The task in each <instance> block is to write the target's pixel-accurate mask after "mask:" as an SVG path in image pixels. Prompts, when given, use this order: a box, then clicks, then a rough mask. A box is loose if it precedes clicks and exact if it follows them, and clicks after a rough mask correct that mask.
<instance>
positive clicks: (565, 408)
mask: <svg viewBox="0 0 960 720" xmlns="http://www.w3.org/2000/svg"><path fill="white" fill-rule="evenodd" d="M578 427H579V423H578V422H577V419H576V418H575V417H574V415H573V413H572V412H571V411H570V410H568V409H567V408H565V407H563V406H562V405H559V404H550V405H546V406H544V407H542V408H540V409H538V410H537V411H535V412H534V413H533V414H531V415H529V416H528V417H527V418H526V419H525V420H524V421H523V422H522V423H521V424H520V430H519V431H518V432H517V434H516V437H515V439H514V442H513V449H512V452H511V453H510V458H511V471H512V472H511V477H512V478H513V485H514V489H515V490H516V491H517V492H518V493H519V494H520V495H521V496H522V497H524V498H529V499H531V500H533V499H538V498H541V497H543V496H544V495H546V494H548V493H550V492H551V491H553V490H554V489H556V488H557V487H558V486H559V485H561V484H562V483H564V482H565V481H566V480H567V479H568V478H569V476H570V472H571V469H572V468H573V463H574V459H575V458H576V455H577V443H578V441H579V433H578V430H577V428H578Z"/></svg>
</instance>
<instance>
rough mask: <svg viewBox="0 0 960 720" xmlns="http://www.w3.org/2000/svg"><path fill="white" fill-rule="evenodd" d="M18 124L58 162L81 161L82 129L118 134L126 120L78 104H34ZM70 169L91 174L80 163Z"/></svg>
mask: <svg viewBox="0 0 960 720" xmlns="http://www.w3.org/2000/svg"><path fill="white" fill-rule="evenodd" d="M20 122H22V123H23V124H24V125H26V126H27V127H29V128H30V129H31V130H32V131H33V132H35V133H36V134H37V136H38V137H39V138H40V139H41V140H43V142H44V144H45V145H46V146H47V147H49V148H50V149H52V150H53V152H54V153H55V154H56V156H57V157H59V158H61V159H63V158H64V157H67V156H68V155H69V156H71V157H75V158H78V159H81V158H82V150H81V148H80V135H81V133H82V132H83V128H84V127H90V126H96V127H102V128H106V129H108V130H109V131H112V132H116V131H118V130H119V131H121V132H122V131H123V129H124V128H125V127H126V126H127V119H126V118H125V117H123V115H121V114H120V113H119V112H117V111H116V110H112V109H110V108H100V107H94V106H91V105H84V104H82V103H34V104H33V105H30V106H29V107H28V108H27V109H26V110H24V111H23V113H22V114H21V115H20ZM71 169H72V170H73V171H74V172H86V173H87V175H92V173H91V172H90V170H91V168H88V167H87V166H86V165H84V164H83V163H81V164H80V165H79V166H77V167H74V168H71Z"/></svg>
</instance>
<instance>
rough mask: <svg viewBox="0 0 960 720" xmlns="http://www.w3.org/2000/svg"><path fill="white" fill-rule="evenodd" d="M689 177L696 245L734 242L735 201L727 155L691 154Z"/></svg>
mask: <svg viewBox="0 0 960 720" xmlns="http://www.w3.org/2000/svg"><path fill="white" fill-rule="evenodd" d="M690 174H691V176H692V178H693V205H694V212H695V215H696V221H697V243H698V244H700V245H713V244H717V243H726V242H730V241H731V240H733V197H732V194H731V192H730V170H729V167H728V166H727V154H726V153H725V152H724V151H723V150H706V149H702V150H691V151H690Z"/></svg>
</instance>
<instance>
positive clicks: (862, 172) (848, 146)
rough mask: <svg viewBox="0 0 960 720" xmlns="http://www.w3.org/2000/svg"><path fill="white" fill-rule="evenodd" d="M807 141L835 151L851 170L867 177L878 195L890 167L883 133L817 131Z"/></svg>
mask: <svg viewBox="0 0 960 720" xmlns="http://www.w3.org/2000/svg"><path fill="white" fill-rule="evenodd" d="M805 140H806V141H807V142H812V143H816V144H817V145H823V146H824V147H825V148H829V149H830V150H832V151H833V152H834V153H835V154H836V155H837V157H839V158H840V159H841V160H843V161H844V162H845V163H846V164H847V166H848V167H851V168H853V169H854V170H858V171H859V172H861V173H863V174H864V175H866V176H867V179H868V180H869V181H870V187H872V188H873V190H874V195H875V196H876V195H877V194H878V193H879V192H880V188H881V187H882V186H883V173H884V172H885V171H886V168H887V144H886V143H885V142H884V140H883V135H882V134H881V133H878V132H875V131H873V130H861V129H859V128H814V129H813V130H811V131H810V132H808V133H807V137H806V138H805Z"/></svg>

=== What this task involves ===
The full listing should be restated word for word.

=== Task response ===
The task in each <instance> block is to write the target's pixel-accurate mask after "mask:" as an SVG path in image pixels. Prompts, when given, use this order: a box, then clicks, then a rough mask. A box is loose if it precedes clicks and exact if it follows them, and clicks after a rough mask correct that mask.
<instance>
positive clicks: (565, 408)
mask: <svg viewBox="0 0 960 720" xmlns="http://www.w3.org/2000/svg"><path fill="white" fill-rule="evenodd" d="M578 427H579V423H578V422H577V419H576V418H575V417H574V415H573V413H572V412H571V411H570V410H568V409H567V408H565V407H563V406H562V405H559V404H550V405H546V406H544V407H542V408H540V409H538V410H537V411H535V412H534V413H533V414H531V415H529V416H528V417H527V418H526V419H525V420H524V421H523V422H522V423H521V424H520V430H519V431H518V432H517V434H516V437H515V439H514V442H513V449H512V452H511V453H510V458H511V471H512V472H511V477H512V478H513V485H514V489H515V490H516V491H517V492H518V493H519V494H520V495H521V496H522V497H524V498H529V499H531V500H533V499H538V498H541V497H543V496H544V495H546V494H548V493H550V492H551V491H553V490H554V489H556V488H557V487H558V486H559V485H561V484H562V483H564V482H565V481H566V480H567V479H568V478H569V476H570V472H571V469H572V468H573V463H574V459H575V458H576V455H577V443H578V441H579V433H578V430H577V428H578Z"/></svg>
</instance>
<instance>
rough mask: <svg viewBox="0 0 960 720" xmlns="http://www.w3.org/2000/svg"><path fill="white" fill-rule="evenodd" d="M18 124L58 162L81 161L82 129L118 134L126 120L78 104H34ZM70 169L91 174L80 163Z"/></svg>
mask: <svg viewBox="0 0 960 720" xmlns="http://www.w3.org/2000/svg"><path fill="white" fill-rule="evenodd" d="M20 122H22V123H23V124H24V125H26V126H27V127H29V128H30V129H31V130H32V131H33V132H35V133H36V134H37V136H38V137H39V138H40V139H41V140H43V142H44V144H45V145H46V146H47V147H49V148H50V149H52V150H53V152H54V153H55V154H56V156H57V157H59V158H61V159H63V158H64V157H67V156H68V155H69V156H71V157H75V158H78V159H81V158H82V150H81V148H80V135H81V133H82V132H83V128H84V127H90V126H96V127H102V128H106V129H108V130H109V131H112V132H116V131H118V130H119V131H121V132H122V131H123V129H124V128H125V127H126V126H127V119H126V118H125V117H123V115H121V114H120V113H119V112H117V111H116V110H112V109H110V108H100V107H94V106H91V105H84V104H82V103H34V104H33V105H30V106H29V107H28V108H27V109H26V110H24V111H23V113H22V114H21V115H20ZM71 169H72V170H73V171H74V172H86V173H87V175H92V173H91V172H90V170H91V168H88V167H87V166H86V165H84V164H83V163H81V164H80V165H79V166H77V167H74V168H71Z"/></svg>
</instance>
<instance>
rough mask: <svg viewBox="0 0 960 720" xmlns="http://www.w3.org/2000/svg"><path fill="white" fill-rule="evenodd" d="M689 177L696 245L734 242L735 201L727 155L691 154Z"/></svg>
mask: <svg viewBox="0 0 960 720" xmlns="http://www.w3.org/2000/svg"><path fill="white" fill-rule="evenodd" d="M690 174H691V176H692V178H693V205H694V212H695V215H696V221H697V243H698V244H700V245H713V244H717V243H726V242H730V241H731V240H733V197H732V194H731V192H730V170H729V167H728V166H727V154H726V153H725V152H724V151H723V150H706V149H702V150H691V151H690Z"/></svg>
</instance>
<instance>
positive clicks: (862, 172) (848, 146)
rough mask: <svg viewBox="0 0 960 720" xmlns="http://www.w3.org/2000/svg"><path fill="white" fill-rule="evenodd" d="M807 141L835 151L851 170L867 177L878 195L890 167L883 133L817 131Z"/></svg>
mask: <svg viewBox="0 0 960 720" xmlns="http://www.w3.org/2000/svg"><path fill="white" fill-rule="evenodd" d="M805 140H806V141H807V142H812V143H816V144H817V145H823V146H824V147H825V148H829V149H830V150H832V151H833V152H834V153H835V154H836V155H837V157H839V158H840V159H841V160H843V161H844V162H845V163H846V164H847V166H848V167H851V168H853V169H854V170H858V171H859V172H861V173H863V174H864V175H866V176H867V179H868V180H869V181H870V187H872V188H873V190H874V195H875V196H876V195H877V194H878V193H879V192H880V188H881V187H882V186H883V173H884V172H885V171H886V168H887V144H886V143H885V142H884V140H883V135H882V134H881V133H878V132H875V131H873V130H861V129H859V128H814V129H813V130H811V131H810V132H808V133H807V137H806V138H805Z"/></svg>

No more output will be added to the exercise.